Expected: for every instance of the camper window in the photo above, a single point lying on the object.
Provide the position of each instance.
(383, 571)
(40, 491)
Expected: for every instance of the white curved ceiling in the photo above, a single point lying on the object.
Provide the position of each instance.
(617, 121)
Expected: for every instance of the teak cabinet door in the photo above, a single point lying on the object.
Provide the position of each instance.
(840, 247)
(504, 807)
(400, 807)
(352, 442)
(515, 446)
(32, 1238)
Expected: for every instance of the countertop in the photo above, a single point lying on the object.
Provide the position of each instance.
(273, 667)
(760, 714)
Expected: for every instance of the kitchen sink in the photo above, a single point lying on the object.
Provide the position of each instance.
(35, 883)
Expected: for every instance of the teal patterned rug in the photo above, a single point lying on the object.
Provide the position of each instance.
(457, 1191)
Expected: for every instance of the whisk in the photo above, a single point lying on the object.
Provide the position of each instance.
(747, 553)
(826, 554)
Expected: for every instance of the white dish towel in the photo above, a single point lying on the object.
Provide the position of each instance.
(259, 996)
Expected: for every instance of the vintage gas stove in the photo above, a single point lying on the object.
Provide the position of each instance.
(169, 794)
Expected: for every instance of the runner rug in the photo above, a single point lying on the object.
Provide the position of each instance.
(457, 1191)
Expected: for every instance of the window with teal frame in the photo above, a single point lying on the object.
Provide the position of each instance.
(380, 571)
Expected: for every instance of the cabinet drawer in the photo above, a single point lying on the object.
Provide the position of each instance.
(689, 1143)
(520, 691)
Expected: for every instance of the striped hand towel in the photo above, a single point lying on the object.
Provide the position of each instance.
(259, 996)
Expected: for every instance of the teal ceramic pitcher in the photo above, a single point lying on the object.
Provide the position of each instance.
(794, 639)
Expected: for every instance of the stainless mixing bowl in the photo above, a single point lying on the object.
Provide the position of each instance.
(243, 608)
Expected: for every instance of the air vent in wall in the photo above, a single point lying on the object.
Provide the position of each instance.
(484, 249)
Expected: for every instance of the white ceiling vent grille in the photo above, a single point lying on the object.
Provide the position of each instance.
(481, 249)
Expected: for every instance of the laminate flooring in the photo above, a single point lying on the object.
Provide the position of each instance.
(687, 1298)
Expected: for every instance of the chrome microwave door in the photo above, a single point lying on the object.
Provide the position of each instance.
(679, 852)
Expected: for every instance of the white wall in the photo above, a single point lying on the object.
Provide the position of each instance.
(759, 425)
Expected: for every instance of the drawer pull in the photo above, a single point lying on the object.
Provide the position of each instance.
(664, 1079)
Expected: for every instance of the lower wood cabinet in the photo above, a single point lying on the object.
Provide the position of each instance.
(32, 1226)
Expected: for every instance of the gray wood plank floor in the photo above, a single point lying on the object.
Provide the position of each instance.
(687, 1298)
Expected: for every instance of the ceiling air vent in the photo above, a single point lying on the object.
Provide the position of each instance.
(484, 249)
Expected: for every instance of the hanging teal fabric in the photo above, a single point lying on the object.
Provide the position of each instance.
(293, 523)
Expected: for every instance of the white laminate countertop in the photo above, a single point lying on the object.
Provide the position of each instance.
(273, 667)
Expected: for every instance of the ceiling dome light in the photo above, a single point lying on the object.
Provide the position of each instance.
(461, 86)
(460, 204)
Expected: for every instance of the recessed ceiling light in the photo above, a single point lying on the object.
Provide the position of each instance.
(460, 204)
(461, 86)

Required work: Type out the full listing again, exactly as given.

Full solution:
Expected: for every instance of the camper window in the photo above, a single point lying on the object.
Provide the position of each instance.
(383, 571)
(40, 491)
Expected: for every instance of the white curved ceiling in the photo above, a single point lying on the object.
Provide the position of each instance.
(617, 121)
Expected: for every instance of the teak cabinet door in the photo above, a single point lying on the object.
Provide the position of each instance.
(840, 247)
(504, 807)
(400, 807)
(352, 442)
(515, 446)
(32, 1238)
Expected: for every instance of the countertop in the photo above, a single point lying on the object.
Provide the position of each instance.
(273, 667)
(760, 714)
Expected: for every instance of the kitchen sink in the photo above, a single point lying on the object.
Provide the position of each instance.
(35, 883)
Expected: for every instance of the teal patterned rug in the photo above, a single point lying on the object.
Provide the position of each instance.
(457, 1191)
Expected: for every instance of the whisk in the photo above, a single point lying on the object.
Provide the position of each instance.
(747, 553)
(826, 554)
Expected: for every instance of the white dish towel in the photo above, a single point lying on the object.
Provide the position of each instance.
(259, 996)
Expected: for every instance of the vintage gas stove in the photo above, a single point lying on the object.
Provide the position of each instance.
(169, 794)
Expected: for every instance of the runner rug in the photo above, a single point lying on the object.
Provide the position of each instance.
(457, 1191)
Expected: for every instance of the window with teal frame in the photo above, a single point lying on the object.
Provide the position of each instance.
(380, 571)
Expected: for every instance of the cabinet drawer in the photo above, a single point lying on the object.
Provide the position of each instance.
(689, 1143)
(520, 691)
Expected: for every instance of the striped hand towel in the photo above, a single point lying on the object.
Provide the position of each instance.
(259, 996)
Expected: for every instance of the teal ceramic pitcher in the photo above, a single point lying on the object.
Provide the position of each instance.
(794, 639)
Expected: for every instance of the stainless mixing bowl in the photo above, a single point lying on the object.
Provide the position of each instance.
(243, 608)
Expected: for every instance of the air vent in wall in the photo above, a single point lying on the object.
Provide the position of each instance.
(484, 249)
Expected: for every instance of the white ceiling vent grille in the photo above, a single point lying on the object.
Provide the position of each instance.
(481, 249)
Expected: for every instance of the laminate flooring in the photo above, a single point lying on the object.
Provide the position of each instance.
(687, 1298)
Expected: for every instance of the chrome microwave door in the photo above, a single point lying on the object.
Provide the position of each instance.
(679, 852)
Expected: for every instance of the white wall in the photo above, a single point lying on the object.
Provide the position of each instance.
(759, 425)
Expected: for every instance of the drawer pull in the photo above, a single point lying on the object.
Provide the position of each instance.
(664, 1079)
Expected: for every instance of the lower wood cabinet in the photo above, a single point lying on the object.
Provide the position of each instance.
(32, 1226)
Expected: for every instance of the gray wood plank floor in the photo above, a single point lying on the object.
Provide the position of each instance.
(687, 1298)
Expected: for every instance of the ceiling air vent in the photo above, a single point lying on the object.
Provide the position of each instance.
(484, 249)
Expected: for every instance of the hanging teal fabric in the photo above, a single point lying on the object.
Provide the position of each instance.
(293, 523)
Expected: for every instance of the white laminate countertop in the photo above, a single point lying on the object.
Provide the position of each instance.
(273, 667)
Expected: for every instance of the ceiling dome light in the photo above, a single point lying on the object.
Provide the position of each instance.
(461, 86)
(460, 204)
Expected: for every instance of the recessed ceiling light in the photo above, a single point lying on the object.
Provide the position of each instance.
(460, 204)
(461, 86)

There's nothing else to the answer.